## [Passage to read]
---

My second point is also for future consideration by the Minister as she develops her thinking. It relates to whether the independent consultee is a type of service. When I originally read the Bill, I thought in terms of a minority of cases in which there was a problem, and in which the independent consultee would operate independently—rightly—to deal with that particular problem and to give advice to the public authorities that were involved. However, given the scale and the aspirations that the Minister has set out for the
Column Number: 365
service—what she likes to call advocacy plus, although some of us are sceptical—it is now clearer to me that we are really discussing a full-blown public service, albeit one delivered through local authorities or through the NHS locally. It is a panel of people.
The Minister will be aware that I have tabled some amendments about the role and function of the Court of Protection visitors, of whom there will be fewer and who are more specialist, suggesting that the Court of Protection may want to report to the Lord Chancellor and be accountable for the way in which it works. If that were to be the case, I would say, a fortiori, that the system of consultees is a big and important service, by which the Minister sets great store, and that she therefore might like to reflect on the mechanism by which it might report to Parliament. We can rest assured—hon. Members on both sides of the Committee have made it explicit—that cases in which a decision has been made, ostensibly with professional advice, that goes against what we or people close to P feel is in P's best interests, will remain part of the day-to-day casework of MPs. We are all agreed that there is a need for independent advice in such situations. However, if this service is to be introduced, we should consider whether we should draw it all together—perhaps by appointing a head of service or something similar—so that there would be some focus on the service that we could eventually run past Parliament.

---

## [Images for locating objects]
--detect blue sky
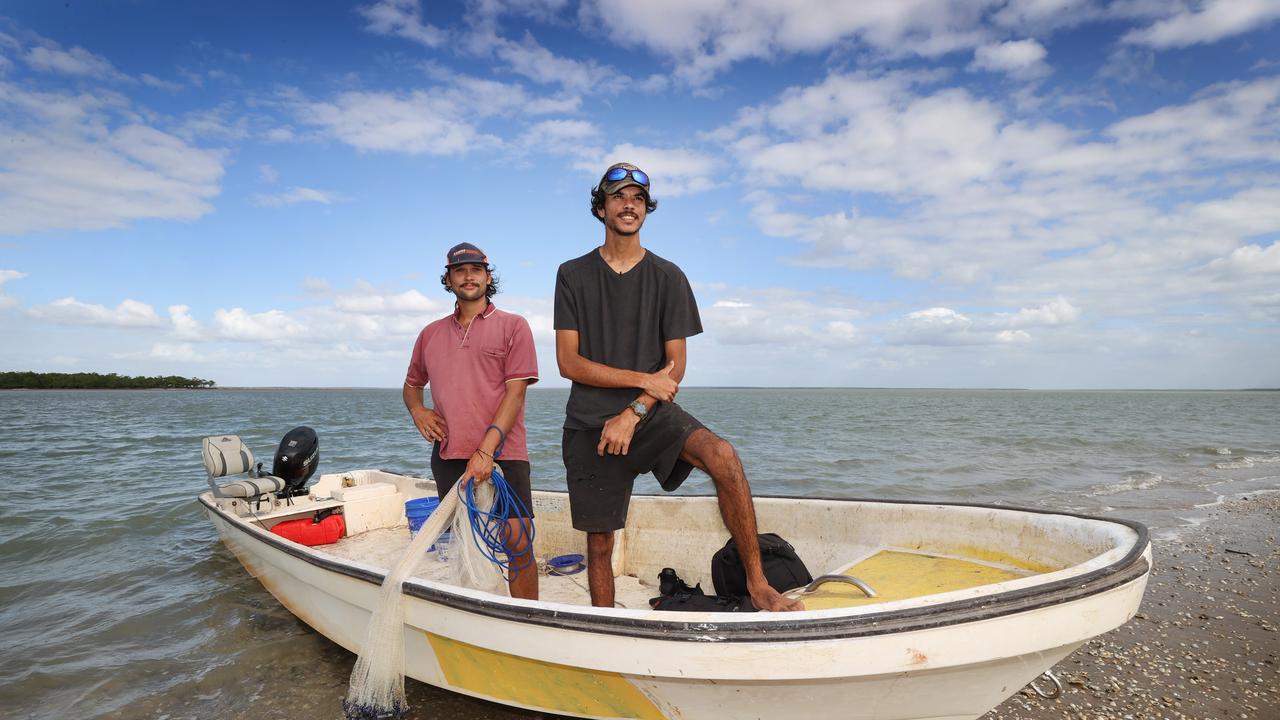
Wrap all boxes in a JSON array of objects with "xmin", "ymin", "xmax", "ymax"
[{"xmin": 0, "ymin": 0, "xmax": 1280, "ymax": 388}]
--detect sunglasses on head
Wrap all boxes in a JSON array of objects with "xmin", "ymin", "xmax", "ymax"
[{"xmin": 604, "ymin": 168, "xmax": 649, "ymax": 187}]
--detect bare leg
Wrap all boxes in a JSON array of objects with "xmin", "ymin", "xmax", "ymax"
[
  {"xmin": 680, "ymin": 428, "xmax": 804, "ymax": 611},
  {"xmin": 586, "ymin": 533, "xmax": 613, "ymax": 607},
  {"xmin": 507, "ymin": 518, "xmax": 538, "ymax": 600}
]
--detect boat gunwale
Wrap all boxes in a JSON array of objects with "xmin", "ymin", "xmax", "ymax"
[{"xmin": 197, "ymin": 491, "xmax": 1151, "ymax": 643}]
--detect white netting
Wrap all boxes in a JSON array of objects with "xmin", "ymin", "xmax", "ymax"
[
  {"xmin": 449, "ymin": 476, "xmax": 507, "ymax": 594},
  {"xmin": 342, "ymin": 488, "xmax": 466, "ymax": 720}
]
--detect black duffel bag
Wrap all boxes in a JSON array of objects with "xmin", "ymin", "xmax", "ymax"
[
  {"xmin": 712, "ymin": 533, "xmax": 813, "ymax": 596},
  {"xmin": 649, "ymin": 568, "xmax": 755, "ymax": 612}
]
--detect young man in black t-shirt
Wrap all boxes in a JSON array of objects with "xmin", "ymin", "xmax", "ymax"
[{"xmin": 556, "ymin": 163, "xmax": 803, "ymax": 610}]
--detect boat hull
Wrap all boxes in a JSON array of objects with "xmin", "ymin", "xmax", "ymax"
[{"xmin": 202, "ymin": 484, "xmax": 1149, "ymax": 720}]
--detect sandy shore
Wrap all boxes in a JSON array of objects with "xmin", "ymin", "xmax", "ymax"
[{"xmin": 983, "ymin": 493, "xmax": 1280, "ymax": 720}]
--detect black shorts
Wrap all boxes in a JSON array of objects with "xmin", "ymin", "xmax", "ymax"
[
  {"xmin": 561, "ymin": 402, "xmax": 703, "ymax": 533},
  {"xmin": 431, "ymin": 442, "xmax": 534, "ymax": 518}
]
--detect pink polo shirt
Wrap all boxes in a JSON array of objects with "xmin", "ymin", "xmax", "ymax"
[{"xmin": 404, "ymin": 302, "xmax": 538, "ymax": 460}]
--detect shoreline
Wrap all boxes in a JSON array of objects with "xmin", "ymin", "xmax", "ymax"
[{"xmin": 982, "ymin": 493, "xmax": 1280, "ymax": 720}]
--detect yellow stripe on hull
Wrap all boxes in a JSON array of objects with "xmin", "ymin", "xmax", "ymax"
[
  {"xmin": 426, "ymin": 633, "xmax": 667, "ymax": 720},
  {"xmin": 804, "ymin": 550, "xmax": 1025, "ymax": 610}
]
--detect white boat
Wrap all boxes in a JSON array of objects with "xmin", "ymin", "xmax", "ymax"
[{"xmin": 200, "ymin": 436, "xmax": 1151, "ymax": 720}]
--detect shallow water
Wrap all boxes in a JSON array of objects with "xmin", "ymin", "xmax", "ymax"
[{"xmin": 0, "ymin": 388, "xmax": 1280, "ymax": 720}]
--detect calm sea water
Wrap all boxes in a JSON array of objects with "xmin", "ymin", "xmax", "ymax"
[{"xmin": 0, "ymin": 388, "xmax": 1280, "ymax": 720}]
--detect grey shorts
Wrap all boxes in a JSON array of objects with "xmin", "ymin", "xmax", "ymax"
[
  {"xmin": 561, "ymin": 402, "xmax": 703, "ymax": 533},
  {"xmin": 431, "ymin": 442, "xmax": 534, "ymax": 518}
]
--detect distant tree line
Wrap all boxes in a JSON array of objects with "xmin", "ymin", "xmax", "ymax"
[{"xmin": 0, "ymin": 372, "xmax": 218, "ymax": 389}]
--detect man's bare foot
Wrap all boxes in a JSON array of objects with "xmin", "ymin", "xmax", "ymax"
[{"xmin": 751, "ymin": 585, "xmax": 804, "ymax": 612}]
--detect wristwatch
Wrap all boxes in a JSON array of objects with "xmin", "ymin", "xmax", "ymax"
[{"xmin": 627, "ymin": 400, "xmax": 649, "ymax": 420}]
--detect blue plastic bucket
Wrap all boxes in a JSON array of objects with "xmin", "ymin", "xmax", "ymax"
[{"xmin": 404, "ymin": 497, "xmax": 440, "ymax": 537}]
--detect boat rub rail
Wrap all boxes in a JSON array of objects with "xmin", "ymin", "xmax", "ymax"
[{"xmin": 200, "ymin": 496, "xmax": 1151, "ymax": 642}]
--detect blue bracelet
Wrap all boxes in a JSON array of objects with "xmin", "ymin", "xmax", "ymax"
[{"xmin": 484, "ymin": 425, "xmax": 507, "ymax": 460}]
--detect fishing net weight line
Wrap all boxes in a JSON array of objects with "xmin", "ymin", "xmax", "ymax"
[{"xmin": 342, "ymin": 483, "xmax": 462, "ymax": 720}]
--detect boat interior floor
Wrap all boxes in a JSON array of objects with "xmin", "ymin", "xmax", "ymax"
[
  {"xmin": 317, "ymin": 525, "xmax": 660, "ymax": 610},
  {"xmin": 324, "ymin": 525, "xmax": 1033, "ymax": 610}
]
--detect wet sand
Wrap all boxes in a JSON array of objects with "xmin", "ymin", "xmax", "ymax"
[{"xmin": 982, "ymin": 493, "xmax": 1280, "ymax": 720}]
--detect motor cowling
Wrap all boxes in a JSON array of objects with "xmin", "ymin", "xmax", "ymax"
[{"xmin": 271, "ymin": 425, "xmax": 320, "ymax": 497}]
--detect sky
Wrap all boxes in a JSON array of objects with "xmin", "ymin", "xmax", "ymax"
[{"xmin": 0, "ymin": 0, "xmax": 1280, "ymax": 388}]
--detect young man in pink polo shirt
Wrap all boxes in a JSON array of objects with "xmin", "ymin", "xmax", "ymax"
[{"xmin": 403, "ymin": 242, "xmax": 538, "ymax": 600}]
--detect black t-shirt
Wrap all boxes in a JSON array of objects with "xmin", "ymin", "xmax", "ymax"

---

## [Directions for this task]
Write the next part of the parliamentary speech about the independent consultee service, starting after its last sentence. The items are not needed here.

## [Expected output]
I have brought with me, because it is a good and rather encouraging document, the new annual report of the Public Guardianship Office. I welcome that report, and will talk about it when we reach the appropriate point. I wonder whether we might have a similar report on the independent consultee service, so that we could begin to draw together the lessons and good practice from the experience of people carrying out that very important task for the person without capacity.
Ms Winterton: As I have said, we are considering the affirmative procedure in relation to regulations made under clause 39, particularly with regard to expanding the type of service that the independent consultees will offer and the people to whom it will apply.
The hon. Gentleman's second point was about the possibility of a report to Parliament. The NHS and local authorities will have responsibility for scrutinising the work of the consultees; their work comes under the remit of the Healthcare Commission and the Commission for Social Care Inspection. My initial reaction is that I would be hesitant about saying that we needed to build a whole new method of parliamentary scrutiny, because that might not allow the kind of developments that have been described, such as advocacy groups that operate locally, and might hinder our getting the sort of service that I have described. I am anxious not to establish something that will not allow people to build on that.